■ WHAT IS NEEDED
Copy every one of the rows below word for word, keeping each line unchanged.

■ RECORD EXCERPTS
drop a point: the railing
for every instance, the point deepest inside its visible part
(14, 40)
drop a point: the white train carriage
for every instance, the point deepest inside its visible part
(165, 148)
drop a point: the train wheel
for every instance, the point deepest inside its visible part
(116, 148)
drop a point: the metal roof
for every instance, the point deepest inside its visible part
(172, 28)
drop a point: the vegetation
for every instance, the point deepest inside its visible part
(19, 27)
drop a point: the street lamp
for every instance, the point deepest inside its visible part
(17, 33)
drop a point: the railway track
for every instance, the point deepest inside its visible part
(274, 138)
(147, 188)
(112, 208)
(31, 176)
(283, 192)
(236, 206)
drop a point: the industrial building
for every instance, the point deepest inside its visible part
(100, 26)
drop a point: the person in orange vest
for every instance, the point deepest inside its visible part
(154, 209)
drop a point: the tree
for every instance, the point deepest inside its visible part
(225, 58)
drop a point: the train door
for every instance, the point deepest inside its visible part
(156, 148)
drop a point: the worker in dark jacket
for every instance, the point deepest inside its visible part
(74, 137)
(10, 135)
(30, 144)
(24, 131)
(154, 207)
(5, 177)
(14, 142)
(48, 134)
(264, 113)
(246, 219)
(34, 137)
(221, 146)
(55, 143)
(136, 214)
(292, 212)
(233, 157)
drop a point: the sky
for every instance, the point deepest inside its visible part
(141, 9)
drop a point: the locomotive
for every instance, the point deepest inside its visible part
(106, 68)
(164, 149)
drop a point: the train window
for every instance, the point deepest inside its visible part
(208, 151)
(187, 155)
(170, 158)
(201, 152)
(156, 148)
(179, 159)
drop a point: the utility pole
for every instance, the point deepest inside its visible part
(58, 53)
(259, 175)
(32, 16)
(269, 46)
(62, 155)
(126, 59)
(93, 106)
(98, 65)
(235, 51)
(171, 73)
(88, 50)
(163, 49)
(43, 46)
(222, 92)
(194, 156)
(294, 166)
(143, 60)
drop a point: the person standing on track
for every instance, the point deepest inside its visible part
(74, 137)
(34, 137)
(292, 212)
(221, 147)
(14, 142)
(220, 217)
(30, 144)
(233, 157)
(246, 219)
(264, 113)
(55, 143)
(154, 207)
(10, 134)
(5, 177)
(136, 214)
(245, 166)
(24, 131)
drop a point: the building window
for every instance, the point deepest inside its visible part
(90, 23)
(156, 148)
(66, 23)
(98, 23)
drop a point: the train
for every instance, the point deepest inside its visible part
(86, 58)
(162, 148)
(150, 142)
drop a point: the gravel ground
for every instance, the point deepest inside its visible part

■ TASK SOLUTION
drop a point: the railing
for every instance, the point deepest inside its visible part
(14, 40)
drop a point: the white train carriage
for every instance, the point deepest inside its visible part
(165, 148)
drop a point: the train wheel
for every instance, the point deepest inside its visible part
(116, 148)
drop a point: the metal roof
for every instance, the point deepest inside its visible part
(172, 28)
drop a point: the vegetation
for every instance, the point deepest inside its visible part
(19, 27)
drop a point: the street lamp
for every instance, the point deepest inside its visible part
(17, 33)
drop a point: the railway track
for every instance, the point deepest inside its visible part
(274, 138)
(147, 188)
(112, 208)
(31, 176)
(283, 192)
(236, 206)
drop a point: the industrial building
for every instance, the point deepest inside its visible part
(100, 26)
drop a point: the person in orange vest
for every instance, the point deepest inside its visible part
(154, 209)
drop a point: the tree
for every instance, the point deepest inside its visible part
(225, 58)
drop a point: the train door
for every instance, the point deepest inside its visible part
(156, 148)
drop a point: the worker in dark jacket
for every instance, the point deepest inside its visible part
(74, 137)
(10, 135)
(30, 144)
(24, 131)
(154, 207)
(5, 177)
(14, 142)
(48, 134)
(264, 113)
(246, 219)
(34, 137)
(221, 146)
(55, 143)
(136, 214)
(292, 212)
(233, 157)
drop a point: the sky
for every instance, the point deepest inside its visible part
(141, 9)
drop a point: the locomotive
for every instance, the point deepest inside its visible part
(106, 68)
(164, 149)
drop a point: the train window
for every instance, the point deepest inside its visible part
(208, 151)
(187, 155)
(170, 158)
(201, 152)
(156, 148)
(179, 159)
drop a point: the utility pole
for every instance, the point deepest inside its visible part
(58, 53)
(259, 175)
(32, 16)
(269, 46)
(62, 155)
(126, 59)
(93, 106)
(98, 65)
(235, 51)
(171, 73)
(88, 50)
(163, 49)
(43, 46)
(222, 92)
(194, 156)
(294, 166)
(143, 60)
drop a point: the person standing on track
for every instance, the point deepest inside its visible part
(74, 137)
(34, 137)
(292, 212)
(221, 147)
(14, 142)
(220, 217)
(30, 144)
(233, 157)
(246, 219)
(264, 113)
(55, 143)
(154, 207)
(10, 134)
(5, 177)
(136, 214)
(245, 166)
(24, 131)
drop a point: the building window
for every instance, the point deepest inside its visible part
(90, 23)
(156, 148)
(66, 23)
(98, 23)
drop a point: the train
for every instance, the point deepest inside its visible part
(86, 58)
(162, 148)
(150, 142)
drop a point: the gravel ground
for every instance, the point deepest inside its visible part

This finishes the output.